## Task brief
Repeat the data below word for word, from the very first line through the line containing "column 180, row 46", including that line.

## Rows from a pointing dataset
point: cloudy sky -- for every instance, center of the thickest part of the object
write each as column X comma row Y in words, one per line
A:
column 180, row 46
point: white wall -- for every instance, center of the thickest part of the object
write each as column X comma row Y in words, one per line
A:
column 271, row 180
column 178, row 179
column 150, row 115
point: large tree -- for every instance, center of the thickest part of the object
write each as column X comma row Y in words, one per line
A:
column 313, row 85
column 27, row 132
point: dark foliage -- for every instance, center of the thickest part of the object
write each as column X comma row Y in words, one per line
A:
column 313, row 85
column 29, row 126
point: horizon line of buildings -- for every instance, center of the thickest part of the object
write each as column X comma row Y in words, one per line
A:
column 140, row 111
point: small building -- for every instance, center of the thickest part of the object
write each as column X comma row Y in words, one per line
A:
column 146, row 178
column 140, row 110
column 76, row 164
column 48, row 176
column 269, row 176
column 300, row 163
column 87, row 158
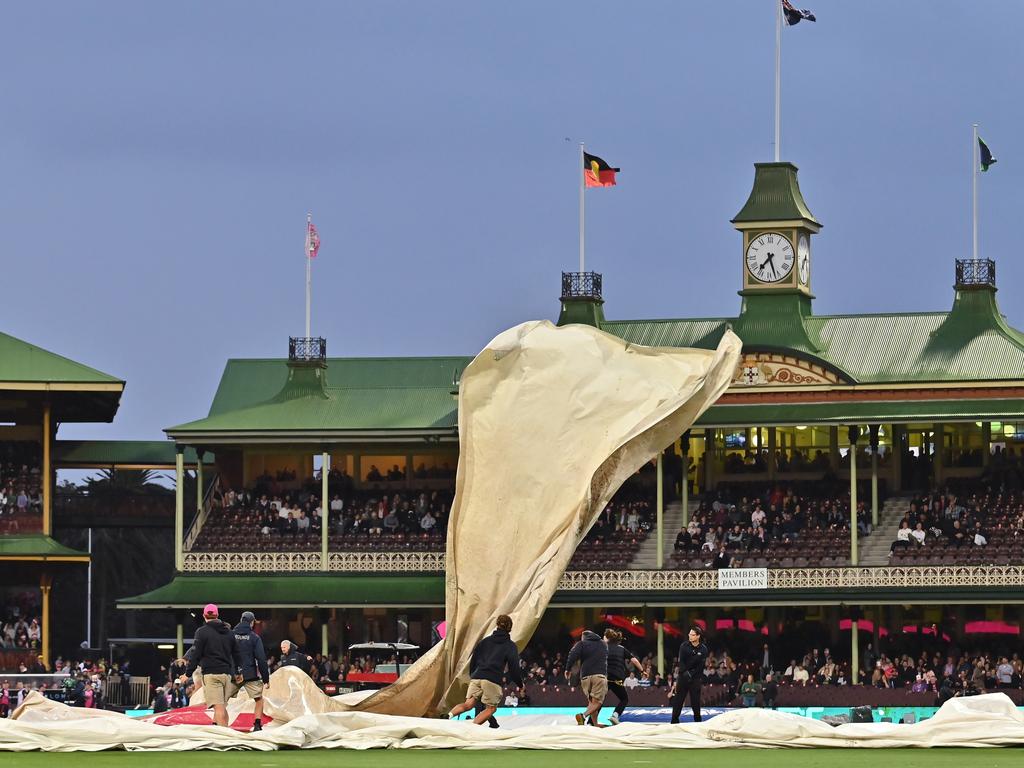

## Output for this task
point: cloudy sky -- for every instance, center of the thickest part of the object
write each as column X comma row Y in words, one per line
A:
column 180, row 46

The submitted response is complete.